> **THE PROBLEM**
Rewrite the records below, changing every "woman's hand" to "woman's palm" and leaving everything else untouched.

> **MATERIAL TO PROCESS**
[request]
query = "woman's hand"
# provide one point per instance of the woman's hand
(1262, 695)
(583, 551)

> **COMPLETE RESPONSE**
[request]
query = "woman's palm"
# provide one point per instance of the woman's palm
(1262, 695)
(583, 551)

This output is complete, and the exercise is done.